▶
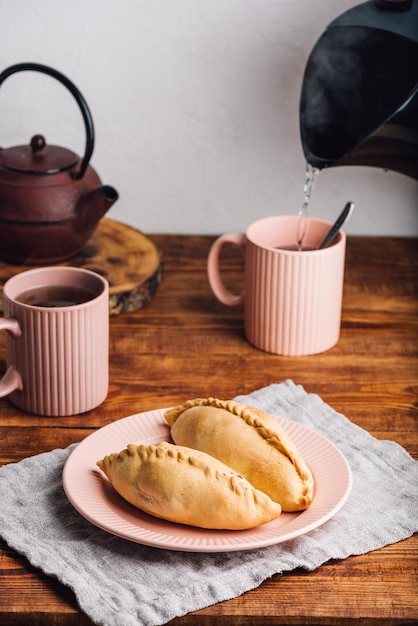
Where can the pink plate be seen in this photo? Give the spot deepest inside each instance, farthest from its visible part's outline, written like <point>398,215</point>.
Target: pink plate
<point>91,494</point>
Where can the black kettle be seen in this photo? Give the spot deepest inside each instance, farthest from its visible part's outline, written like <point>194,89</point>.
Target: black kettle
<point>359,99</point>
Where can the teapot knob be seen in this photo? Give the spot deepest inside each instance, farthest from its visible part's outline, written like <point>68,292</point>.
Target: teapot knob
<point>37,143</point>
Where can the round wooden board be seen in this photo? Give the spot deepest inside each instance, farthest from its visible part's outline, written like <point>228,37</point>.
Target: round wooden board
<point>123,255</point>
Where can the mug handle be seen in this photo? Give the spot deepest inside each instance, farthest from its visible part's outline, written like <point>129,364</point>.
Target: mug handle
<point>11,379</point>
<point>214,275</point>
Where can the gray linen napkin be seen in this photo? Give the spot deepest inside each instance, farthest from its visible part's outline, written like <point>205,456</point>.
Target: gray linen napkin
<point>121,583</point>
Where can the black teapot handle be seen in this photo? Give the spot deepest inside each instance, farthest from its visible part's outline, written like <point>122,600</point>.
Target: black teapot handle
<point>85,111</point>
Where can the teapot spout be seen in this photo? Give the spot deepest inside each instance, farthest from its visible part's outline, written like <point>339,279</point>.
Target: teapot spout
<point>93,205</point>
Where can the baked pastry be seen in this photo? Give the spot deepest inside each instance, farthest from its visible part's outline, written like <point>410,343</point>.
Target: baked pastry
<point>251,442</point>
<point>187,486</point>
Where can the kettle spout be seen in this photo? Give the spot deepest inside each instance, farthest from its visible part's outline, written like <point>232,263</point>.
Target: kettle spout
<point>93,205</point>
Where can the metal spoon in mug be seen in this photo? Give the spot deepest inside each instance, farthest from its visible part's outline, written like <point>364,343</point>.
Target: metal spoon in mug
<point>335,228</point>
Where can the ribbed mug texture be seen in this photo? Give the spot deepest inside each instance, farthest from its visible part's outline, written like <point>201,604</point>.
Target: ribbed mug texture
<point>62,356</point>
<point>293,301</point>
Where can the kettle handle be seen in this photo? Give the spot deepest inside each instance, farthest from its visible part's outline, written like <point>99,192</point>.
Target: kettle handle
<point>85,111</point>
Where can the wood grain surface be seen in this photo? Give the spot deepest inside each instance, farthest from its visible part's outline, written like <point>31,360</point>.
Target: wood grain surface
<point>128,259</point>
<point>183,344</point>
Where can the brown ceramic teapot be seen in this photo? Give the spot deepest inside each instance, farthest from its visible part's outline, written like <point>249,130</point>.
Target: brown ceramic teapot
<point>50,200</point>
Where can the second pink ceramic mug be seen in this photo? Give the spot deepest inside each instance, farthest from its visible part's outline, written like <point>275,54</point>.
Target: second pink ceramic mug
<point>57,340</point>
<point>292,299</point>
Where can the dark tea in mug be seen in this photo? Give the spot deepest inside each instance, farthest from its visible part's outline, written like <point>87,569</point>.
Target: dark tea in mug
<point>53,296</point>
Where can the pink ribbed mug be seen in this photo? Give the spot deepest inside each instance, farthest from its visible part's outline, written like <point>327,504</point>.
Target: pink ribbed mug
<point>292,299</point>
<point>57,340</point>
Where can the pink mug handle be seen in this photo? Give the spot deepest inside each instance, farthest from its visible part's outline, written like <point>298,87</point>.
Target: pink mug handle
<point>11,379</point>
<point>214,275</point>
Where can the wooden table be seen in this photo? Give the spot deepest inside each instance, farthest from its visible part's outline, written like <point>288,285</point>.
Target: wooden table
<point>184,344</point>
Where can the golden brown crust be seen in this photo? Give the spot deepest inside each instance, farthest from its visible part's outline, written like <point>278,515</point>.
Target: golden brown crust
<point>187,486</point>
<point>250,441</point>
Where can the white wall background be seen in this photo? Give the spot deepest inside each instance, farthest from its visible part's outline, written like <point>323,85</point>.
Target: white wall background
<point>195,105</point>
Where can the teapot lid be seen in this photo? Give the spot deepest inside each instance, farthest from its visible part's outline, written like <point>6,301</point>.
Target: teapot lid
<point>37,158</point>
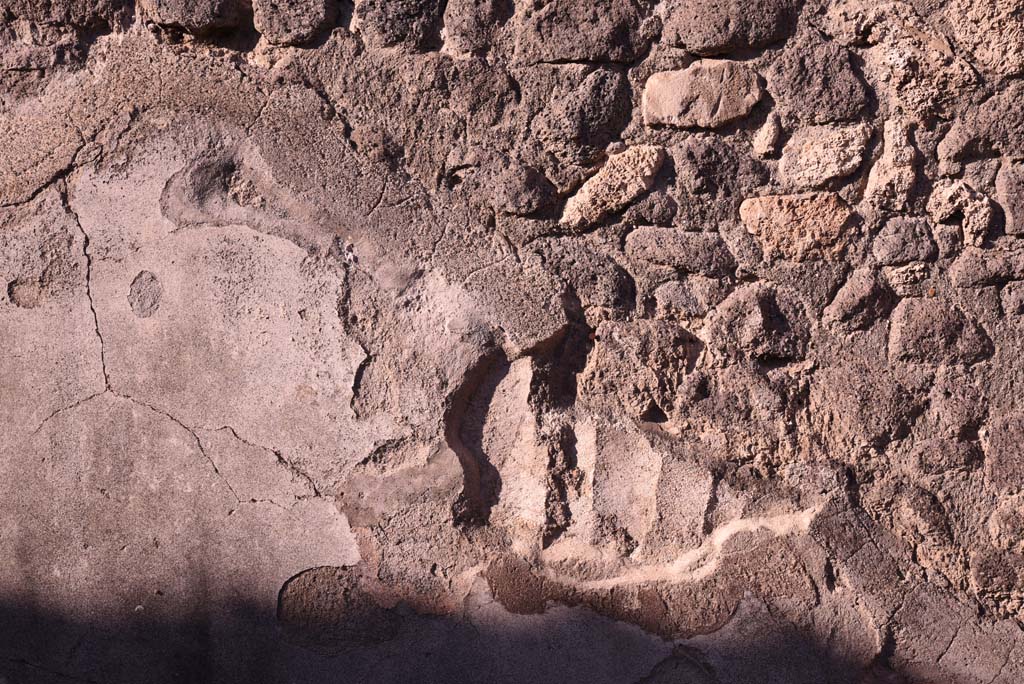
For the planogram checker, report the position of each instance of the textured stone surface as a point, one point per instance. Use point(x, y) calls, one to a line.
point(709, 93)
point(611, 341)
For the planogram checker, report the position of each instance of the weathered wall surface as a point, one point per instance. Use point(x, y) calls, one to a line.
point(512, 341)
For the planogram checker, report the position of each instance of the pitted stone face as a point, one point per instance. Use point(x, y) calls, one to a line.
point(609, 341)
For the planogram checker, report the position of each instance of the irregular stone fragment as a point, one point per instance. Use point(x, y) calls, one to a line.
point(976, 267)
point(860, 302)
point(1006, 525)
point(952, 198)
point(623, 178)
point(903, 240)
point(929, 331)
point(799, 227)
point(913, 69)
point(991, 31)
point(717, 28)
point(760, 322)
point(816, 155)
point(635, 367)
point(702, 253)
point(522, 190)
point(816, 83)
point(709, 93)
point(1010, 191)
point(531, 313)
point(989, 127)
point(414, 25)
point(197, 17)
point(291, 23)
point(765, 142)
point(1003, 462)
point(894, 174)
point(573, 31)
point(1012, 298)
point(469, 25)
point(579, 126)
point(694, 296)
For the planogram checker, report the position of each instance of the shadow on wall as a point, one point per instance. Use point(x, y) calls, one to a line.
◀
◆ **WHAT TO WORK ON**
Reproduce all of the items above with every occurrence of "kettle" swapped for "jug" and everything else unchanged. Leave out the pictures.

◆ **FINAL RESULT**
Where can the pink plate be seen in this photo? Give the spot deepest inside each instance, farthest from its visible part's outline, written like <point>398,215</point>.
Target: pink plate
<point>91,494</point>
Where can the black jug be seen in this photo? Give the spot deepest inside each instance, farthest from its visible part's outline, written like <point>194,89</point>.
Target: black jug
<point>359,99</point>
Where can the teapot knob be seen in this photo? Give the spot deepest inside each instance, farthest from its visible part's outline, written like <point>68,292</point>.
Target: teapot knob
<point>37,143</point>
Where can the round wooden board be seen in this photo? Give the spot deepest inside each instance, farthest from its visible part's outline, written like <point>228,37</point>.
Target: round wooden board
<point>123,255</point>
Where can the mug handle be seen in this photo? Give the spot deepest inside each instance, farthest from its visible part's outline, written like <point>129,364</point>.
Target: mug handle
<point>11,379</point>
<point>214,275</point>
Where can the gray linen napkin be seen in this photo? Give the spot deepest inside each instance, farthest from its visible part's outline, written like <point>205,456</point>.
Target: gray linen napkin
<point>121,583</point>
Where can the black teapot handle be seen in this photo? Give the spot deepest inside each instance, farthest from its visible part's outline, written like <point>122,600</point>.
Target: black teapot handle
<point>85,111</point>
Where can the teapot spout be seen in this photo? Give the spot deepest inside each instance, farthest from its visible part's outline, written like <point>339,279</point>.
Target: teapot spout
<point>93,205</point>
Where can the baked pastry be seen in this photo? Give the spot deepest inside each instance, farthest from its visible part's outline, written like <point>410,343</point>.
Target: baked pastry
<point>251,442</point>
<point>187,486</point>
Where can the jug spout be seen in this photo? Give the spot deepest inside each instance, farthest from its visible part's outline, written like <point>232,263</point>.
Target: jug spout
<point>93,205</point>
Where can the metal spoon in mug be seen in this photo? Give the spot deepest inside each instance, farthest from its visible part's outline, written like <point>364,343</point>.
Target: metal spoon in mug
<point>335,228</point>
Where can the ribbed mug texture be seen in this photo? Give the spot deepest inside each instance, farthest from its visible part's outline, written like <point>201,604</point>.
Target: ribbed mug texture
<point>62,356</point>
<point>293,301</point>
Where can the jug handle be seen in this photo? Give the spot deepest inside each instance, farthest from its visible part's outline, written like <point>99,192</point>.
Target: jug handle
<point>85,111</point>
Where can the wood grain surface be seen in this photo? Give the spot deepest inside each instance, farthest from its visible part's outline, written like <point>31,360</point>.
Target: wood grain surface
<point>128,259</point>
<point>183,344</point>
Where can the brown ceramic teapot be seen in this photo? Give the spot deepest inside each instance, farthest from its visible part's outline, written like <point>249,130</point>.
Target: brown ceramic teapot
<point>50,200</point>
Where can the second pink ceramic mug be seen in this photo? Give the spot deepest inside each instance, farthest from its visible part's outline, written like <point>275,54</point>.
Target: second pink ceramic mug
<point>57,340</point>
<point>292,299</point>
Where can the dark tea in mug be seen in this photo? Give the spot deepest inside each instance, farthest from its visible part's outline, written like <point>87,569</point>.
Target: dark tea in mug
<point>53,296</point>
Where can the pink ribbed mug be seen in this photo? Give the spot deepest inside each instance, farthest from its visible part's outline, written like <point>327,504</point>.
Target: pink ribbed mug
<point>292,299</point>
<point>57,340</point>
Where can the pink mug handle be seen in this photo? Give the spot deepest inside each instance, farthest from its visible part's outline, written like <point>298,87</point>.
Target: pink mug handle
<point>11,379</point>
<point>214,275</point>
Where can the wooden table be seen in this photo? Give the spot deepest inside each instance, farthest from its visible part's outline, written like <point>288,285</point>.
Target: wooden table
<point>184,344</point>
Where can the golden brown crust be seen in this photo? Give the spot deepest inside each instance, farthest from its visible part's outline, written like <point>278,515</point>.
Target: golden brown crust
<point>187,486</point>
<point>250,441</point>
Where can the white wall background be seen in this photo? Give the spot deepest inside each instance, farthest from its visible part's outline, written like <point>323,85</point>.
Target: white wall background
<point>195,105</point>
Where can the teapot lid be seen in this photo? Give the spot deepest inside each instance, farthest from its visible part's outline, written like <point>6,301</point>.
Target: teapot lid
<point>37,158</point>
For the planogram checker, report the position of each instance of the textured stone surface as a point, one point per instance. Use point(x, y) calls, one to a line.
point(709, 93)
point(611, 341)
For the planogram checker, report the position of each instance of the weathered wall surface as a point, one point per instance. Use point(x, y) calls, one to a line.
point(512, 341)
For the planogram checker, report the position of each instance of the pitted stone face as a point, one point per instance. Use point(x, y) calls, one to a line.
point(609, 341)
For the planogram checker, report the position of each instance of the irregular stone fragment as a point, one point per instance. Use point(x, y) calls, one to a line.
point(976, 267)
point(860, 302)
point(1006, 525)
point(952, 198)
point(623, 178)
point(903, 240)
point(929, 331)
point(799, 227)
point(913, 69)
point(991, 31)
point(717, 28)
point(760, 322)
point(816, 155)
point(635, 367)
point(702, 253)
point(522, 190)
point(816, 83)
point(709, 93)
point(1010, 191)
point(531, 313)
point(989, 127)
point(414, 25)
point(197, 17)
point(291, 23)
point(765, 142)
point(1003, 462)
point(894, 174)
point(573, 31)
point(1012, 298)
point(469, 25)
point(579, 126)
point(694, 296)
For the planogram checker, report the position of each instance of the shadow on wall as a point, one point per instance. Use point(x, y) calls, one to a line.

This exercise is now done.